GOAL OF THE EXERCISE >>
Print out each entry below exactly, please.

WORKING DATA >>
• • • •

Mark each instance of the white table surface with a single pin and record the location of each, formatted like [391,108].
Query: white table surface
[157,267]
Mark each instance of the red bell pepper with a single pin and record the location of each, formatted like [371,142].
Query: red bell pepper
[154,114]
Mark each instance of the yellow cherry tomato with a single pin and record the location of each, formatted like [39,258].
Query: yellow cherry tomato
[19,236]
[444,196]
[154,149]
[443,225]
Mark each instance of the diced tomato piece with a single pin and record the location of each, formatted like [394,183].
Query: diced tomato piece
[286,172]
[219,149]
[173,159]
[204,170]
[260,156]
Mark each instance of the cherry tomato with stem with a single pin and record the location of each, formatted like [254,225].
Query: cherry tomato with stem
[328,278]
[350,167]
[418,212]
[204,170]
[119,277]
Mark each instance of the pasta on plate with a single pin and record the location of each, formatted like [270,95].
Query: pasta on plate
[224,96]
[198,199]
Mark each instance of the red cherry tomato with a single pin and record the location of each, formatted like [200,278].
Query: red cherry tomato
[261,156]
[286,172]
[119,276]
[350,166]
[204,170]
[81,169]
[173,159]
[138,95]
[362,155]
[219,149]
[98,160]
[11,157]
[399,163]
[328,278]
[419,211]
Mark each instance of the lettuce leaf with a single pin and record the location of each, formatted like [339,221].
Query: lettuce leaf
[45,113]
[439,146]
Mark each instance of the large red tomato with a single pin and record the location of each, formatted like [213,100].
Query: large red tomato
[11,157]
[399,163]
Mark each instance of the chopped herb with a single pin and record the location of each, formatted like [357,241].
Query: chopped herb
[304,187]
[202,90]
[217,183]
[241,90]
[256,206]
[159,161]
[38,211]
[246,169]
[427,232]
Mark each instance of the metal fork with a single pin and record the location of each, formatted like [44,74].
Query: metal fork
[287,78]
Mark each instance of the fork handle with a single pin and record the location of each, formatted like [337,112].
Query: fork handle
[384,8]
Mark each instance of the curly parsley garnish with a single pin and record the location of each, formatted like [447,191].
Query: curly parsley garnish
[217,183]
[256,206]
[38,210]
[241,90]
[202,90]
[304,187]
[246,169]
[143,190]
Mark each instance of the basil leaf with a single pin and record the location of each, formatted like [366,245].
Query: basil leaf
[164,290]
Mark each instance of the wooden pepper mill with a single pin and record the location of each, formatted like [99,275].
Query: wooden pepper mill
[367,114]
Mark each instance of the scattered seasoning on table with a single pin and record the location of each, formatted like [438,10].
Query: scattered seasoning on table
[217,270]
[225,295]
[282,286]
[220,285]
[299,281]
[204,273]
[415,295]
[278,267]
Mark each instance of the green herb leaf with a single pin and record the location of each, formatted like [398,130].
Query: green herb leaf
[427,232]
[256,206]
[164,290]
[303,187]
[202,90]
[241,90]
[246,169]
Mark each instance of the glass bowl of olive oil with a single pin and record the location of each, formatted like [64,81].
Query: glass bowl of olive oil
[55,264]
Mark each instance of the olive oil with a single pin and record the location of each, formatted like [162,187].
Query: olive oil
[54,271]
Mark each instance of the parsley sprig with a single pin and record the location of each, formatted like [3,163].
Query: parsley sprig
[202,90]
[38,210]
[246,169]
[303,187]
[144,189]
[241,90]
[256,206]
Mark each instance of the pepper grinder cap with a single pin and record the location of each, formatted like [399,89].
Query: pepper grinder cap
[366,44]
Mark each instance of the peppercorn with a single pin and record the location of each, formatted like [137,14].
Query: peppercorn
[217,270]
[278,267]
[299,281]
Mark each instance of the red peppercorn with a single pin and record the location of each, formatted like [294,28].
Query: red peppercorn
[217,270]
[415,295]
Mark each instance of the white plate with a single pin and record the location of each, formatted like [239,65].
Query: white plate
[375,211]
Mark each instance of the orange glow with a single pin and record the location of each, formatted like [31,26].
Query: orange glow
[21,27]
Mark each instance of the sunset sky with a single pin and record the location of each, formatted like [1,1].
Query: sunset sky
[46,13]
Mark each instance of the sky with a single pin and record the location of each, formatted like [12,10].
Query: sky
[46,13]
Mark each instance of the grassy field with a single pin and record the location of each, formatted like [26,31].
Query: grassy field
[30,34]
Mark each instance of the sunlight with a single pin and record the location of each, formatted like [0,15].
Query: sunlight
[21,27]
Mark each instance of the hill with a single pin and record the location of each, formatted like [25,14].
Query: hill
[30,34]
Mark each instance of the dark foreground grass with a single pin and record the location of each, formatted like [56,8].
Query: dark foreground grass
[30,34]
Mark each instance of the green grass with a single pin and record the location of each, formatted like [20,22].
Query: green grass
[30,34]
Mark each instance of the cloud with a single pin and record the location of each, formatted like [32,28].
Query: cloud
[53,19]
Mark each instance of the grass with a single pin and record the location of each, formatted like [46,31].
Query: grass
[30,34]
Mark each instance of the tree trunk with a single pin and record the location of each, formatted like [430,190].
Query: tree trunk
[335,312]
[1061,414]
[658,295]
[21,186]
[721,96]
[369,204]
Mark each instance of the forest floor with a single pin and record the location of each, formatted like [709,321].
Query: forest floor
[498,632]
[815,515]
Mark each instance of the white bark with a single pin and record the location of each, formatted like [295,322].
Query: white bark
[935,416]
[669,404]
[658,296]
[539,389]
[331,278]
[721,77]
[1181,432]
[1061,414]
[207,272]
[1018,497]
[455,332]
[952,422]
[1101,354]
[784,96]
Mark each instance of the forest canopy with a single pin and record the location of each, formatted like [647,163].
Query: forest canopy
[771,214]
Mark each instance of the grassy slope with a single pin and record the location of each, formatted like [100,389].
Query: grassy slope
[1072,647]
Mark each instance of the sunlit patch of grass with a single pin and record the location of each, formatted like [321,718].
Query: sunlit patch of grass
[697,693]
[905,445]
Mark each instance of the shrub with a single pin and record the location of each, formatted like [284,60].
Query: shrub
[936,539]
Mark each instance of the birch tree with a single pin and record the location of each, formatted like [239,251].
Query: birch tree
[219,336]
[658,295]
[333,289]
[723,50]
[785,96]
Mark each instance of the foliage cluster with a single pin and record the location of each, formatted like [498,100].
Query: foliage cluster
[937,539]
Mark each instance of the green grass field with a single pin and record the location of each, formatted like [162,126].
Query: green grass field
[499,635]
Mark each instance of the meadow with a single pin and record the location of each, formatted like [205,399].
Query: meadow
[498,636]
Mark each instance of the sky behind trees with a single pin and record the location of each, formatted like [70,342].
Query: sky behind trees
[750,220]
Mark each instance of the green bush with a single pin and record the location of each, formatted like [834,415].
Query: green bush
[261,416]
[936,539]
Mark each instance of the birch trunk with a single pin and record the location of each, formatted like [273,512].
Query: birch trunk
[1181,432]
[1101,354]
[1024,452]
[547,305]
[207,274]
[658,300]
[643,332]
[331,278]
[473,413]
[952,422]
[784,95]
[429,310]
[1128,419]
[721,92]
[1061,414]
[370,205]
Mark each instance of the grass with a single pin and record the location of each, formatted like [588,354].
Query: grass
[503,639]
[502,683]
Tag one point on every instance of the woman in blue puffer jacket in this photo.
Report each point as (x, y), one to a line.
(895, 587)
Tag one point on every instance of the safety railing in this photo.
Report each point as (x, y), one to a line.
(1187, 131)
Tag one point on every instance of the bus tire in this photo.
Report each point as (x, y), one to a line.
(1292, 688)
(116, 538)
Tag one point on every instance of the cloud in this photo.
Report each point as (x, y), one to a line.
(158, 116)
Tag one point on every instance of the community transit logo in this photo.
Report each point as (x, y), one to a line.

• • • •

CORRECT ANSWER >>
Mark each instance of the white table surface with a single pin and record the location of each, formatted like [391,108].
Query: white table surface
[157,267]
Mark each instance of the red bell pepper with a single pin and record the location of each, formatted like [371,142].
Query: red bell pepper
[154,114]
Mark each instance of the yellow cherry tomato with a single pin and record the location of each, formatted like [39,258].
Query: yellow cherry tomato
[19,236]
[444,196]
[154,149]
[443,225]
Mark each instance of the diced tomato piece with a single pin and record the location of each, formatted like [394,183].
Query: diced tomato piece
[286,172]
[219,149]
[173,159]
[204,170]
[260,156]
Mark each instance of the cherry tomato with stem with a single pin and record the location of each, formatted like [254,225].
Query: cherry tomato with stem
[328,278]
[350,167]
[418,212]
[204,170]
[119,277]
Mark each instance of the pasta on plate with a single pin and record the location of each, formatted like [270,95].
Query: pasta on plate
[224,96]
[198,199]
Mark each instance of the red cherry tomato with a single pin and record the location of each, formatted like [200,278].
Query: red cherry tomato
[261,156]
[286,172]
[119,276]
[350,166]
[204,170]
[81,169]
[173,159]
[138,95]
[362,155]
[219,149]
[98,160]
[11,157]
[399,163]
[328,278]
[419,211]
Mark each instance of the lettuce leaf with a single pin and record the location of each, formatted like [339,221].
Query: lettuce leaf
[45,113]
[439,146]
Mark each instance of the large red tomato with a single pin and record the location of each, formatted like [213,100].
Query: large red tomato
[11,157]
[399,163]
Mark each instance of the chopped herb with a single pin and record the location of each, formatted like [357,241].
Query: chopped herb
[304,187]
[202,90]
[217,183]
[241,90]
[256,206]
[159,161]
[38,211]
[246,169]
[427,232]
Mark each instance of the metal fork with a single pin and record the location of each, formatted like [44,74].
Query: metal fork
[287,78]
Mark each instance of the fork handle with a single pin and record the location of each, formatted like [337,112].
Query: fork handle
[384,8]
Mark each instance of the curly parsley garnish with a single pin and record the location of each, formatted like [447,191].
Query: curly parsley garnish
[217,183]
[256,206]
[38,210]
[241,90]
[202,90]
[304,187]
[246,169]
[143,190]
Mark each instance of the basil leaf with a single pin and record the location of each, formatted like [366,245].
Query: basil leaf
[164,290]
Mark each instance of the wooden pepper mill with a single pin and record the location of each, formatted like [99,275].
Query: wooden pepper mill
[367,114]
Mark each instance of the scattered seasoning on table with a single pin and record the location of each, formatted like [438,10].
Query: scattered seasoning on table
[217,270]
[225,295]
[282,286]
[220,285]
[299,281]
[204,273]
[415,295]
[278,267]
Mark each instance of the green herb leaf with a single pin and record the location of each, formatted like [398,130].
Query: green herb leaf
[427,232]
[256,206]
[164,290]
[303,187]
[202,90]
[241,90]
[246,169]
Mark each instance of the glass bowl of olive oil with a single pin and record the location of each, formatted like [64,81].
Query: glass bowl of olive oil
[55,264]
Mark each instance of the olive oil with a single pin and record the location of each, formatted like [162,187].
Query: olive oil
[54,271]
Mark each instance of the parsley sprig with a single pin and record the location of each, formatted like [3,163].
Query: parsley sprig
[202,90]
[38,210]
[246,169]
[303,187]
[144,189]
[241,90]
[256,206]
Mark each instance of the pepper grinder cap with a single pin and record the location of each, formatted like [399,89].
Query: pepper grinder cap
[366,44]
Mark each instance of the peppercorn with a single pin and record the location of each, formatted like [137,14].
Query: peppercorn
[217,270]
[278,267]
[299,281]
Mark each instance of the red peppercorn with a single pin and record the location of each, formatted like [294,28].
Query: red peppercorn
[217,270]
[415,295]
Mark each instance of the white plate with a single pin and record the location of each, formatted like [239,65].
Query: white plate
[375,211]
Mark each instance of the orange glow with a single pin and record the location of each, formatted like [31,26].
Query: orange glow
[21,27]
Mark each instance of the sunset sky with a single pin and record the location of each, formatted like [1,1].
Query: sunset sky
[46,13]
Mark each instance of the sky with a single pin and record the location of each, formatted like [12,10].
Query: sky
[46,13]
Mark each instance of the grassy field with a single pin and record the location of each, formatted like [26,31].
Query: grassy field
[30,34]
Mark each instance of the sunlight with a single pin and record the location of each, formatted like [0,15].
Query: sunlight
[21,27]
Mark each instance of the hill with a single pin and record the location of each, formatted like [25,14].
Query: hill
[30,34]
Mark each instance of the dark foreground grass with a single pin and record the location of each, formatted like [56,8].
Query: dark foreground grass
[30,34]
Mark each instance of the green grass with a single pin and record the location of each, formatted like [20,22].
Query: green grass
[30,34]
Mark each instance of the cloud with a single pin and record the location of each, formatted like [32,28].
Query: cloud
[53,19]
Mark each instance of the grass with a single pin and record the location of each, formatted like [46,31].
Query: grass
[30,34]
Mark each instance of the tree trunk with a single pin and record the location of each, formatted like [430,190].
Query: tree trunk
[335,312]
[1061,414]
[658,295]
[21,186]
[721,96]
[369,204]
Mark each instance of the forest floor with a single pin and record the location of each, formatted like [709,321].
Query: forest floor
[498,632]
[815,515]
Mark each instance of the white bark with a single pin and record the location of each, formatted like [295,322].
Query: white bark
[935,416]
[669,404]
[658,296]
[539,389]
[331,278]
[721,77]
[1181,432]
[1061,414]
[207,272]
[1018,497]
[455,332]
[952,422]
[1101,354]
[784,96]
Mark each instance of the forest canopy with a single pin and record the location of each, formatted like [647,163].
Query: forest canopy
[771,214]
Mark each instance of the grassy slope with a single pin and record the location of each, formatted like [100,389].
Query: grassy slope
[1072,647]
Mark each instance of the sunlit patch of grass with a single pin and record the location of each, formatted like [321,718].
Query: sunlit patch of grass
[697,693]
[905,445]
Mark each instance of the shrub with a single pin and record the location of each, formatted like [284,60].
Query: shrub
[936,539]
Mark each instance of the birch tree with a single pin and record the location of each, formatted like [239,251].
Query: birch tree
[219,336]
[658,295]
[333,289]
[723,50]
[785,96]
Mark each instance of the foliage cluster with a single pin and record the location of each, formatted like [498,100].
Query: foliage cluster
[937,539]
Mark each instance of the green grass field with a single pin and record the location of each, formatted like [162,126].
Query: green grass field
[499,635]
Mark each instance of the meadow with a single pin and record the location of each, formatted like [205,399].
Query: meadow
[498,636]
Mark each instance of the sky behind trees with a single pin and record the location of each, formatted like [70,342].
Query: sky behind trees
[750,220]
Mark each instance of the green bush with a single pin and record the location of each, formatted like [834,415].
Query: green bush
[261,416]
[936,539]
Mark each instance of the birch trunk with a single pin and record the location of each, formatted like [273,512].
Query: birch trunk
[1181,432]
[1101,354]
[1024,452]
[547,305]
[207,274]
[658,300]
[643,332]
[331,278]
[473,413]
[952,422]
[784,95]
[429,310]
[1128,419]
[721,92]
[1061,414]
[370,205]
Mark each instance of the grass with a single pin and record the location of each, formatted like [588,354].
Query: grass
[503,639]
[502,683]
Tag one point on every instance of the woman in blue puffer jacket in this photo.
Report each point as (x, y), one to a line.
(895, 587)
Tag one point on every instance of the safety railing in this photo.
Report each point as (x, y), one to a line.
(1187, 131)
Tag one point on every instance of the bus tire in this photo.
Report each point as (x, y), one to a line.
(1292, 688)
(116, 538)
Tag one point on every instance of the cloud in this photo.
Report each point as (x, y), one to a line.
(158, 116)
Tag one point on every instance of the community transit logo in this photo.
Report each point as (x, y), one to a line.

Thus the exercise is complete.